START Supplied material

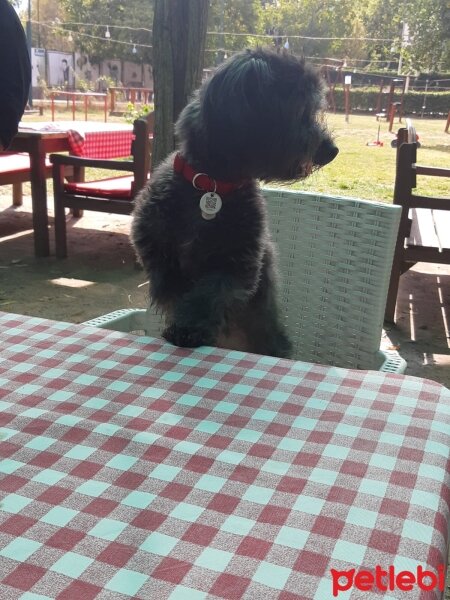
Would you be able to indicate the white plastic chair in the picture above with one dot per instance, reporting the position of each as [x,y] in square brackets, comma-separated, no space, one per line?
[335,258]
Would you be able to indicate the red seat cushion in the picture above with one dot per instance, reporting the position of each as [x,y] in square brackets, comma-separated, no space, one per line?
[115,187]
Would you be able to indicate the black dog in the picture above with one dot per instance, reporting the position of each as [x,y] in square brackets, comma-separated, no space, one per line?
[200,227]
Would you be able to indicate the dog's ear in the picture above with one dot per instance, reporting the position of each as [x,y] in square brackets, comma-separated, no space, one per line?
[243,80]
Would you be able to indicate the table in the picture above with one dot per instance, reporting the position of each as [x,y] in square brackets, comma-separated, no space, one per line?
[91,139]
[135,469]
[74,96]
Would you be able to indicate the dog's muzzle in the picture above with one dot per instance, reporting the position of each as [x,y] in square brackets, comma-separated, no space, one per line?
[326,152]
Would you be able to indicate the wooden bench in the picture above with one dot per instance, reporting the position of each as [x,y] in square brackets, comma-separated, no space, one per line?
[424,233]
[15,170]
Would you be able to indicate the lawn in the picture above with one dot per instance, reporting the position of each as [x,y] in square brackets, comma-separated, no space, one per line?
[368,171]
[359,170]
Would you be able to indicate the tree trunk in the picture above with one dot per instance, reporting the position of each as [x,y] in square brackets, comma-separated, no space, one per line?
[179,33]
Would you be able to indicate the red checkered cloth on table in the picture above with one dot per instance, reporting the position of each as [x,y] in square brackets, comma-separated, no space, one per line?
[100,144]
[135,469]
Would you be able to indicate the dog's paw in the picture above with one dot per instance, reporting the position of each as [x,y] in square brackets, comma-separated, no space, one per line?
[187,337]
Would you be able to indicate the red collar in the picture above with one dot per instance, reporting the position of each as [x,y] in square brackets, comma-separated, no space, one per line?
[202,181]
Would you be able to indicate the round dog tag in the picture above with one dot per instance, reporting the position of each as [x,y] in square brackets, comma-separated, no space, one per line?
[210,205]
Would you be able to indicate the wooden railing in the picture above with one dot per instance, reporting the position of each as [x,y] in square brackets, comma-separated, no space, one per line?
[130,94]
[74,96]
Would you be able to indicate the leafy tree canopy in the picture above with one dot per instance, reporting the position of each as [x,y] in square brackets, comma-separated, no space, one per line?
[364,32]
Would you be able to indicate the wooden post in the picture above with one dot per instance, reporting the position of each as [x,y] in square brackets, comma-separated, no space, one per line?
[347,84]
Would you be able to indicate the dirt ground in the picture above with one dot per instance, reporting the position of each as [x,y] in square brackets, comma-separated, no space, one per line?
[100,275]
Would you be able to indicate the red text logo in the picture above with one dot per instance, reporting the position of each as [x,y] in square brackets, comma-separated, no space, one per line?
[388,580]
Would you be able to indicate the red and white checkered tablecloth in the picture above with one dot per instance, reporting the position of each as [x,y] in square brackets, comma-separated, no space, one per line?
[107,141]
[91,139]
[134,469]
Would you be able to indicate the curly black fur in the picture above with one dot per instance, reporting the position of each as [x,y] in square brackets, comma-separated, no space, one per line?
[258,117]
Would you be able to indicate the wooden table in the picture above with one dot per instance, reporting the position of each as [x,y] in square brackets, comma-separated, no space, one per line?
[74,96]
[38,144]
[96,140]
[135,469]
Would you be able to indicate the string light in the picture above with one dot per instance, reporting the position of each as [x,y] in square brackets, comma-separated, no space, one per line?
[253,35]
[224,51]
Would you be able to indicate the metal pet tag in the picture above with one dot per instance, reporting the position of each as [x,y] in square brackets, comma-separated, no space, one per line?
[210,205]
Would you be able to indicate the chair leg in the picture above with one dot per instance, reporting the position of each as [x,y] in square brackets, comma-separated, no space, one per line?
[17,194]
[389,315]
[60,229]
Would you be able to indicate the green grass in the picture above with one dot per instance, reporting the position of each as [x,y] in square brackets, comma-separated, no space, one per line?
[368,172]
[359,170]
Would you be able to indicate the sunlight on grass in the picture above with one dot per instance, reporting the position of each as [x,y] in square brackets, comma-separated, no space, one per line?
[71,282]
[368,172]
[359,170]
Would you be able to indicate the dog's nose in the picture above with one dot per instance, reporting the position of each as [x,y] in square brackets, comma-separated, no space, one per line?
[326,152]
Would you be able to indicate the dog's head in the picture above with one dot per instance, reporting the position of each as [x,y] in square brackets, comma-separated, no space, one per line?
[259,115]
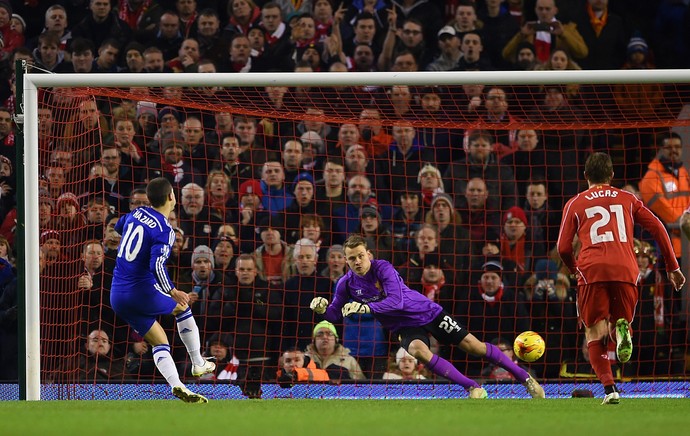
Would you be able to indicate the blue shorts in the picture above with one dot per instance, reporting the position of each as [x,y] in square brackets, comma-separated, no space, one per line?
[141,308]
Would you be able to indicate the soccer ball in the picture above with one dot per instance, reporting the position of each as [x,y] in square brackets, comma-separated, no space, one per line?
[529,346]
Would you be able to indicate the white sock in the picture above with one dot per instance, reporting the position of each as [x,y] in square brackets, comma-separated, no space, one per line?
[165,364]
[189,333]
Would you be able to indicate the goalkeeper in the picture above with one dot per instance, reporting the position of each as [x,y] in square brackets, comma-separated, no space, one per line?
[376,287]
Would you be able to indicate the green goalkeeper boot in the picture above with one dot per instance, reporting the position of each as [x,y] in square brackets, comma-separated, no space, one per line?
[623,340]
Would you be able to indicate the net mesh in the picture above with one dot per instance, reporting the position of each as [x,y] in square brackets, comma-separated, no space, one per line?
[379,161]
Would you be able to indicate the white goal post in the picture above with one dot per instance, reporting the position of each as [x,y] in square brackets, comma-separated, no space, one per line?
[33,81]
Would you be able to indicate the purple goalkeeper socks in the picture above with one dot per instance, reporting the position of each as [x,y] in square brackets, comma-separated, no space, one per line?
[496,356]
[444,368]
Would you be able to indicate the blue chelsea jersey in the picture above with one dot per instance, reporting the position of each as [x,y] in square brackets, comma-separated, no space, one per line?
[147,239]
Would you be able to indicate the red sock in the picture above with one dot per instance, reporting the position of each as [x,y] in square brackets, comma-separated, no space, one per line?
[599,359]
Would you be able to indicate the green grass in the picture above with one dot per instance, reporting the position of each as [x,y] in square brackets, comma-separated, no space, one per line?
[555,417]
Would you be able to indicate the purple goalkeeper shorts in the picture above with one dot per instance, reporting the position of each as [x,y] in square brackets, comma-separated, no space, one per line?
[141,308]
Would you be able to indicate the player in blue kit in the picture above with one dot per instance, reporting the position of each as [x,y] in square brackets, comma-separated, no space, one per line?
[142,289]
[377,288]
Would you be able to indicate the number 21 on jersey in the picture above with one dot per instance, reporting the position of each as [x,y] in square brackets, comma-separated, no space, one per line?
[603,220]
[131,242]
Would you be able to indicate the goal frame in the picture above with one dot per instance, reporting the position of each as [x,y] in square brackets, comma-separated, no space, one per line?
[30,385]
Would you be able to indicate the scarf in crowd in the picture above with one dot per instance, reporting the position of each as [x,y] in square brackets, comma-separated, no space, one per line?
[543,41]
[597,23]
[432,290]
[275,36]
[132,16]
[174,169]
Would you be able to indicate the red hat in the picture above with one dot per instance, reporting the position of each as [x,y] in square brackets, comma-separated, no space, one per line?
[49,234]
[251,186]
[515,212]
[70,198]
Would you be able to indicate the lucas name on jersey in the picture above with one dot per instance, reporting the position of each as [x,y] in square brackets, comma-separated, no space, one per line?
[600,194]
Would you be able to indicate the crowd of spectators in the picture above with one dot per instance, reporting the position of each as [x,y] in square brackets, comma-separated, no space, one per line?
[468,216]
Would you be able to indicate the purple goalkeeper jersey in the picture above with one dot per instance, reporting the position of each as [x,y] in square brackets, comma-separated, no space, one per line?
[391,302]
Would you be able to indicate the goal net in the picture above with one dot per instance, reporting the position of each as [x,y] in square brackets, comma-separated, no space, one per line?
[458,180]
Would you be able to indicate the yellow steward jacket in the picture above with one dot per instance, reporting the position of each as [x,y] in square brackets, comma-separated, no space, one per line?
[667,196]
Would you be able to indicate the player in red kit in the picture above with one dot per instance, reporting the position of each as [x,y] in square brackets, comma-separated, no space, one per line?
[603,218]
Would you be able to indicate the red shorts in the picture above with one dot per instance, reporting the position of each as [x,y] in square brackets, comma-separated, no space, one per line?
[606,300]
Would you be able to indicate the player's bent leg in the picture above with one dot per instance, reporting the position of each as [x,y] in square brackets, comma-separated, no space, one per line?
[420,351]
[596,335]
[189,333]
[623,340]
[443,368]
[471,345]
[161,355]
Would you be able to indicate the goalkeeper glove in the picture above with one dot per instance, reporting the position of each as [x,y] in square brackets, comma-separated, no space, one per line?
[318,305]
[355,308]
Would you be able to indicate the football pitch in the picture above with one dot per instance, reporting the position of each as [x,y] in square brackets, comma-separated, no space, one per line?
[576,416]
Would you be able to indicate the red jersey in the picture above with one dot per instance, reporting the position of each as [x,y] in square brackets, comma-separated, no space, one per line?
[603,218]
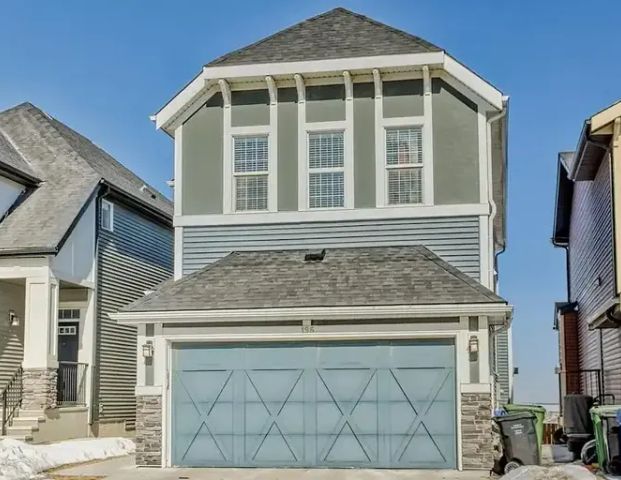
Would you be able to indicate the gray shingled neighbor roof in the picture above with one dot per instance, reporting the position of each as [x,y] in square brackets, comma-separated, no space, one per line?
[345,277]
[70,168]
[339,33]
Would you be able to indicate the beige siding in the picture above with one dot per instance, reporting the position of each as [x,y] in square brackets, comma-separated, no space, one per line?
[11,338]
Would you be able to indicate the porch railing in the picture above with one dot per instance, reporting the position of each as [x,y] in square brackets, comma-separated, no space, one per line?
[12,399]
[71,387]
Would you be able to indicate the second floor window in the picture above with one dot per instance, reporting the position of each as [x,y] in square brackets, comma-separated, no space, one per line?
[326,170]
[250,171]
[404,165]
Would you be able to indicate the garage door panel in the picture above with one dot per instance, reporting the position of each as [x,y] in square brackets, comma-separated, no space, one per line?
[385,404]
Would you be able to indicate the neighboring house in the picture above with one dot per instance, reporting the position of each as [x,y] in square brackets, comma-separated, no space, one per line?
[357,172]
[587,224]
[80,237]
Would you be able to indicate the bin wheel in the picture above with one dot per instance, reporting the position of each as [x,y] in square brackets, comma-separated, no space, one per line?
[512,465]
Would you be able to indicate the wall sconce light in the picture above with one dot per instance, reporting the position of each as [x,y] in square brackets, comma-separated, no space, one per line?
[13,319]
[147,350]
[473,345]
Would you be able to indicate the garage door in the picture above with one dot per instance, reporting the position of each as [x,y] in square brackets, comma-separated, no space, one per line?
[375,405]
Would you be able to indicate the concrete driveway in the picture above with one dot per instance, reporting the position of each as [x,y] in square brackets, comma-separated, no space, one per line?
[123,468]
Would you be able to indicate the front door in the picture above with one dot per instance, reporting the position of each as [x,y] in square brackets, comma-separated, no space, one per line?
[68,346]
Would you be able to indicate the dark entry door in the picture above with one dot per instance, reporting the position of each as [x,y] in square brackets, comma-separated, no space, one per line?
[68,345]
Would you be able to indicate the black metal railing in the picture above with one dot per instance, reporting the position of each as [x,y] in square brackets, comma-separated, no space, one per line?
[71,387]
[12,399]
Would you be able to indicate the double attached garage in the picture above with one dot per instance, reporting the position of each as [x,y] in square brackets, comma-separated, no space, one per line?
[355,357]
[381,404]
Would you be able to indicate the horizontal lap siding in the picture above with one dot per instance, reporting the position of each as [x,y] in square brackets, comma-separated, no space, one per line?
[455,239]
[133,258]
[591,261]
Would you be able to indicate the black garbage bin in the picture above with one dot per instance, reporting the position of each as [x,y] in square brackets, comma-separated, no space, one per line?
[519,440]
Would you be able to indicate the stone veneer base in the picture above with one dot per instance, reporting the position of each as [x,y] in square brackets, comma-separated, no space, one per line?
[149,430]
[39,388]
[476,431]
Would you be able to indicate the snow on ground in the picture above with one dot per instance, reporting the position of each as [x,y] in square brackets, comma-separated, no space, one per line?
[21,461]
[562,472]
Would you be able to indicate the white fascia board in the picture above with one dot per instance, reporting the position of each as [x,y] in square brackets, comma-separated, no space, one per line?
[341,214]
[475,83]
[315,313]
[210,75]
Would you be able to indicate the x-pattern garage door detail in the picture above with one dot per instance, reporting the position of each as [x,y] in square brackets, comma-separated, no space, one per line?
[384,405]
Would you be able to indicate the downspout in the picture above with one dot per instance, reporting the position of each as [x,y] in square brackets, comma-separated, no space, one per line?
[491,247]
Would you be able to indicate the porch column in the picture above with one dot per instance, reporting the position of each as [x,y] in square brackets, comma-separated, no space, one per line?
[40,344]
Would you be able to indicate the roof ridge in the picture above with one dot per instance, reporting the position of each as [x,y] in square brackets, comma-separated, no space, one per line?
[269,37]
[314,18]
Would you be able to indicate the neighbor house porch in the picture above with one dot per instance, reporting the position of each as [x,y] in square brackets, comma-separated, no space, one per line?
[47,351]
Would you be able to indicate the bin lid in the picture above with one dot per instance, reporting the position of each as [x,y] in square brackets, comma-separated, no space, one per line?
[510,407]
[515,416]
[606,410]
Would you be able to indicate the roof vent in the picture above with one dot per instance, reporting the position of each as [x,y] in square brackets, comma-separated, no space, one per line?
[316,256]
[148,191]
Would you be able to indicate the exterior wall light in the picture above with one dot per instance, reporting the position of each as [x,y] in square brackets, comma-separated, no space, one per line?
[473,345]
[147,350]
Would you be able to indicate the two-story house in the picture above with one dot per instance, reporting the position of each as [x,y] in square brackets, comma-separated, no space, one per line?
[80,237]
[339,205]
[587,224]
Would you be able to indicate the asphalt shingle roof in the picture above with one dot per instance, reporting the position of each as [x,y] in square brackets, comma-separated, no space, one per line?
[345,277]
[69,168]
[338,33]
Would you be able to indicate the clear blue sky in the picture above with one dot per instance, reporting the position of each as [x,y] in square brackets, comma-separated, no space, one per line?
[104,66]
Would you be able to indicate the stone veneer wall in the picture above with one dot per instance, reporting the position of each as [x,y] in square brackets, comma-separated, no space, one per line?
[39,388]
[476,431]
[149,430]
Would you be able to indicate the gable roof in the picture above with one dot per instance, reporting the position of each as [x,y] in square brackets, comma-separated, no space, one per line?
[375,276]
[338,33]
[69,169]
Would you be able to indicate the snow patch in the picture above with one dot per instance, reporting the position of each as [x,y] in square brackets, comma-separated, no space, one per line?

END Supplied material

Your answer must be the lines from the one containing "Would you be able to indicate the stone veneer wall" to the last line of the entries, repeated exactly and with nothing else.

Would you be able to indicate the stone veneer wall in the picture above with one dot per instance, reporting the position of each as [x,y] in square brackets, comma-separated, no space, one per line?
[39,388]
[476,431]
[149,430]
Would you be able to indicate the gable roof in the picture above with one dot per instance, reporting the position of each as [x,y] in square brackets, comma-separated, no space, one per line?
[375,276]
[338,33]
[69,169]
Would you be able to indicate the snow patch in the picture above with one dot per instance, reporting the position of each as [x,y] in square brackets, comma-separated, no space, one per line?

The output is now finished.